◆ TEXT SECTION ◆

Stepan Rudnytsky developed Ukrainian geographical terminology and published the first specialized dictionary in the field in 1908 as a university professor in Ukrainian geology. During World War I, he lived in Vienna being active in the Union for the Liberation of Ukraine. In 1918, he prepared the first wall maps of Ukraine's physical geography. In 1926, Rudnytsky was invited by the Ukrainian government to organize geological research in Kharkiv, and became a professor in the Kharkiv Institute of People's Education, and also as the director of the Ukrainian Scientific Research Institute of Geography and Cartography.

During his lifetime he became a full member of the Shevchenko Scientific Society (NTSh), the All-Ukrainian Academy of Sciences (VUAN), and a corresponding member of both the Vienna Academy of Sciences and the Royal Geographical Society in London.

=== Political persecution and death ===
On 3 September 1933, Rudnytsky was arrested by the DPU of the Ukrainian SSR, accused of being a member in the counter-revolutionary organization, sabotage, and espionage. He was sentenced to five years in “Svirlag” camps (Vepsland) and the Solovetsky Special Purpose Camp (SLON Gulag). His students were also arrested. Rudnytsky was also sentenced to forced labour in the White Sea–Baltic Canal. In 1935, he was transferred to the Solovets Islands. In late 1937 he was transferred from the islands to another Siberian forced-labor camp. On October 9, 1937, the NKVD tribunal of Leningrad oblast sentenced Rudnytsky to death. He was executed by shooting on November 3 in the Sandarmokh grove. His execution was part of the mass repressions against Ukrainian intelligentsia.

== Legacy ==
In 1965, Stepan Rudnytsky was officially rehabilitated by Soviet authorities, acknowledging that the charges against him were unfounded. This was largely prompted by the efforts of geographers at Lviv University, who advocated for the restoration of his reputation. Following his rehabilitation, Rudnytsky's work began to be recognized by scholarship and historians as a foundational figure in Ukrainian geology.

== Notable works ==
His most notable works were Korotka heohrafiia Ukrainy (Brief Geography of Ukraine) and the first Ukrainian world map featuring Ukrainian-language place names. The former work was published in two volumes in 1910 and 1914, and written specifically for schools and the general reader. The book championed the terms "Ukraine" and "Ukrainians", explained that "Rus" and "Rusyn" were outdated for the area, and considered terms like "Malorossiia" (Little Russia) to be inappropriate for foreign actors.

◆ TASKS TO COMPLETE ◆
[1] Rewrite the passage on Stepan Rudnytsky from "During his lifetime" to "Society in London.", substituting "associate member" for "corresponding member".
[2] According to the passage on Stepan Rudnytsky, in what year did Soviet authorities officially rehabilitate him?
The listing that follows has no connection to the passage on Stepan Rudnytsky.

◆ SUPPLIED DATA ◆
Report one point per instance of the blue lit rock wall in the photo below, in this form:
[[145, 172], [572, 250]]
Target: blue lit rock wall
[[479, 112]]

◆ RESULTS OF THE EXERCISE ◆
[1]
During his lifetime he became a full member of the Shevchenko Scientific Society (NTSh), the All-Ukrainian Academy of Sciences (VUAN), and a associate member of both the Vienna Academy of Sciences and the Royal Geographical Society in London.

[2] 1965